**AIM OF THE TASK:**
Rewrite every row, replacing each "Observed" with "Points" and leaving all other text the same. Omit the pictures from your output.

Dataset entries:

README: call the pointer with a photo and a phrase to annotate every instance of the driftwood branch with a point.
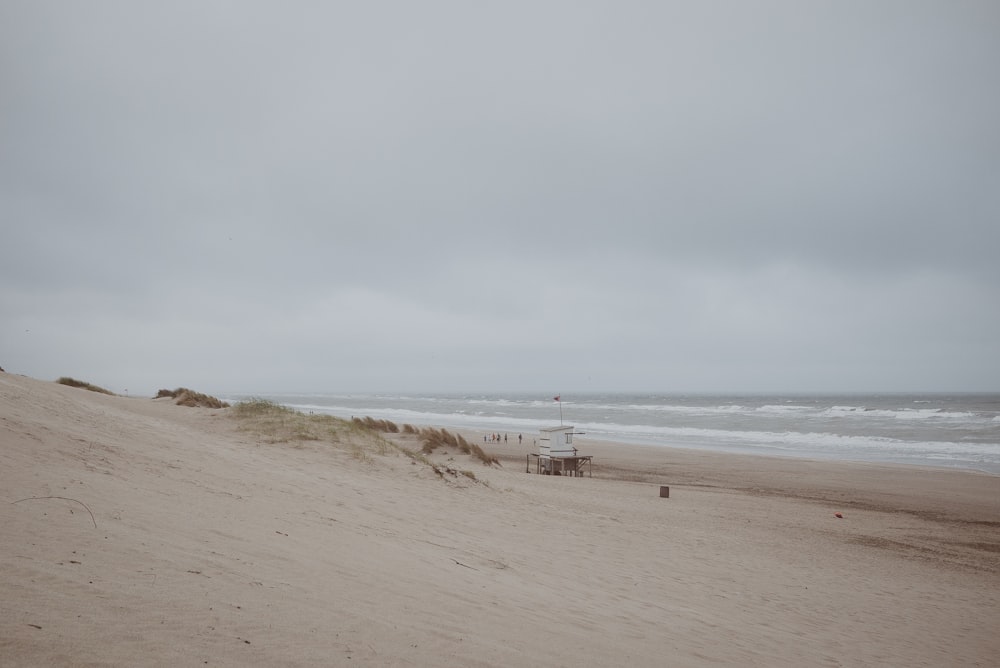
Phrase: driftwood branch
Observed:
(64, 498)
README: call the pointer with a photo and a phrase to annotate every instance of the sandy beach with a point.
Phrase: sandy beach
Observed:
(137, 532)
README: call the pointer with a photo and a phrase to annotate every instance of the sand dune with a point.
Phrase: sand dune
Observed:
(138, 532)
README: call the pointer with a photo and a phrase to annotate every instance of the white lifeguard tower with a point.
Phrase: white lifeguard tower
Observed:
(556, 454)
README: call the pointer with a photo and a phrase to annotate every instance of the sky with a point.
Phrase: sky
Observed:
(551, 196)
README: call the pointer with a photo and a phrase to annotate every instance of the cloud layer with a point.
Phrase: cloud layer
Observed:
(449, 196)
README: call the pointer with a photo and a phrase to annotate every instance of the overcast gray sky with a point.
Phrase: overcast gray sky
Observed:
(553, 196)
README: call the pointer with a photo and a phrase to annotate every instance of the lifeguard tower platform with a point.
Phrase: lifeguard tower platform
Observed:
(556, 454)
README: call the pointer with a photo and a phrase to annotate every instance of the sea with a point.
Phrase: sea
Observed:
(960, 431)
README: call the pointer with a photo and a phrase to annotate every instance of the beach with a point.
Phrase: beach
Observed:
(137, 532)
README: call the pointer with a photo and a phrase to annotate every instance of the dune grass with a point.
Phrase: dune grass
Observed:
(185, 397)
(73, 382)
(363, 437)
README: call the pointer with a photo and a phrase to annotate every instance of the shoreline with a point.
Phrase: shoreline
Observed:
(207, 542)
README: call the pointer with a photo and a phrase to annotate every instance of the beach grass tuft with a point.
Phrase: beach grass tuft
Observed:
(73, 382)
(185, 397)
(432, 439)
(362, 437)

**ANSWER IN FULL:**
README: call the pointer with a photo and a phrase to annotate every instance of the driftwood branch with a point.
Phrase: driftwood branch
Points:
(64, 498)
README: call the pointer with a photo and a phrase to annotate every instance of the sandy beach with a point.
Phrase: sandy beach
Points:
(137, 532)
README: call the pointer with a photo and a phrase to annotate every instance of the sand dune with a point.
Phrase: sand dune
Points:
(138, 532)
README: call the pointer with a photo and a phrase to annotate every instance of the white lifeguard tower with a point.
Phrase: white lifeguard tower
Points:
(556, 454)
README: call the pointer with a photo and a phrase to annotate every instance of the sky with a point.
Phrase: sky
Points:
(551, 196)
README: call the pointer with a photo and a phrase to annotate every instance of the cloud layer with a point.
Phrase: cloud layer
Points:
(449, 196)
README: call the pointer with a photo and a phrase to annotate every instance of the overcast gray sky with a point.
Phrase: overcast gray sky
Points:
(553, 196)
README: call the pointer with a photo and a phrase to annotate every instance of the lifeguard tower platform with a point.
Phrase: lifeguard tower platform
Points:
(556, 454)
README: call the pointer with a photo and a phrase to annotate every instance of the sea with a point.
Phrase: sea
Points:
(960, 431)
README: call the pointer with a photo and a phrase to annotate every instance of the beach with a point.
Phrase: beach
Points:
(137, 532)
README: call the pointer with a photo and a phrase to annotate every instance of the dune grass with a point.
Phrase: dune grass
Points:
(185, 397)
(73, 382)
(363, 437)
README: call the pointer with a photo and a phrase to annotate every instance of the shoreline with a point.
Phrase: shoreline
Points:
(207, 542)
README: call the pointer with a photo and a phrase to annotate every instance of the beach grass tuft with a point.
Phrase: beach grass tuft
Points:
(73, 382)
(185, 397)
(432, 439)
(362, 437)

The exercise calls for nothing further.